— WHAT TO DO —
a - Which actors does the post about Oklahoma! name as appearing in the 1955 movie?
b - From the post about Oklahoma!, return the stretch from "Unfortunately, the scheduled" through "out the grief.".

— DOCUMENT EXTRACT —
****

Unfortunately, the scheduled review of Ondine has been postponed until a later date – hopefully soon. So that means (cue canned applause) you’re back with Andy today for the first part of a two-post analysis of the dream of the American West, through a particularly successful 1955 movie adaptation of the Broadway hit.
Six years ago, my paternal grandfather, Dennis, died of Motor Neurone (Lou Gehrig’s) disease. From a man in excellent health, and not yet eighty years old, he quickly degenerated to need a scooter to gset around, and then rapidly again, to a bed in a hospice. He didn’t want to live for long there, and he died as winter came in at the end of 2005. When I heard he had gone, I walked to Helen’s house, and we went up to the hills overlooking the city where we lived, to let out the grief.
Recently my sister showed me a photograph of the entry the family put in the Book of Remembrance for him, reminding me of the inscription. It struck me this time, more powerfully than before:
There will always be a bright, golden haze on the meadow. Our eternal love.
The first line is a reference to the opening line of the musical Oklahoma!, sung in the 1955 movie version by Gordon Macrae. The movie was one of my granddad’s favourites, and seeing the photograph again made me reflect on what it was about this particular production from Hollywood’s ‘golden age’ that appealed to him. I’d never seen the film before, so this last Monday I invited my family over to watch it at our house. My Dad was singing along to the songs he’d heard a thousand times on the old LP they had playing through his childhood. My two girls sang along to the choruses in their cute way that doesn’t depend on knowing the lyrics to songs. Helen and I held hands and smiled at each other through the love songs. It’s great family entertainment.
But there’s something else going on beneath the surface of this film. When the female lead Laurey (played by Shirley Jones) falls asleep on her front porch, she enters a surrealistic dream world, where doubles of both herself and her love interest Curly dance a beautiful representation of their love, before a hellish imagination of a sham marriage to Jud (Rod Steiger) puts her at the top of a staircase that leads to nowhere. This dream world is more than an opportunity to include a stunning dance sequence, I think: it’s an introduction of a subjective psychology onto two contrasting landscapes. The dance with Curly is in a world of yellow corn and massive blue skies, while the nightmare marriage to Jud is represented on a version of the bars and gambling halls of the cities: firey chandeliers and spilled card games are a way of showing the world attacking and taunting her.
The film’s title song, ‘Oklahoma, OK!’ includes the repeated line: ‘we know we belong to the land/ and the land we belong to is grand’, as part of a narrative that connects Curly and Laurey’s new life together to the impending acceptance of Oklahoma as a state of the union. The territory is growing up, and becoming part of wider society, as they are. I think it may have been this dream of the West: the ‘bright golden haze’ on the landscape that appealed to my granddad, as well as all the wit and charm of this film more widely. On September 11th, 1969, his family (my Dad was nine years old at the time) set off from England on a ship, to begin a new life in Perth, Australia. They spent a few happy years there, and upon returning to Britain, soon met two LDS missionaries and joined the church of the American West. These things speak to me of something I feel within myself – the human instinct for remaking: for the possibility of new lands, and the self-definition that accompanies this.
The psychology that writes itself on this new land is personal, and I wish my granddad was still around for me to ask him about his experience as he, a former merchant navy sailor, went from horizon to horizon. He was, until the severe end of his cruel illness, an incredibly vital and creative man. Despite my doubts regarding the afterlife, I know I’ll meet him many times in my future. He chose to be cremated, and his ashes were scattered beneath a tree in a beautiful field. He belongs to the land: the same land that is mine.

****

Dataset entries
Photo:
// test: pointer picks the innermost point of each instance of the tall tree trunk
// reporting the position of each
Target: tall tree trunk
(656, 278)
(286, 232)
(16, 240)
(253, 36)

****

— ANSWERS GIVEN —
a - Gordon Macrae, Shirley Jones, Rod Steiger

b -
Unfortunately, the scheduled review of Ondine has been postponed until a later date – hopefully soon. So that means (cue canned applause) you’re back with Andy today for the first part of a two-post analysis of the dream of the American West, through a particularly successful 1955 movie adaptation of the Broadway hit.
Six years ago, my paternal grandfather, Dennis, died of Motor Neurone (Lou Gehrig’s) disease. From a man in excellent health, and not yet eighty years old, he quickly degenerated to need a scooter to gset around, and then rapidly again, to a bed in a hospice. He didn’t want to live for long there, and he died as winter came in at the end of 2005. When I heard he had gone, I walked to Helen’s house, and we went up to the hills overlooking the city where we lived, to let out the grief.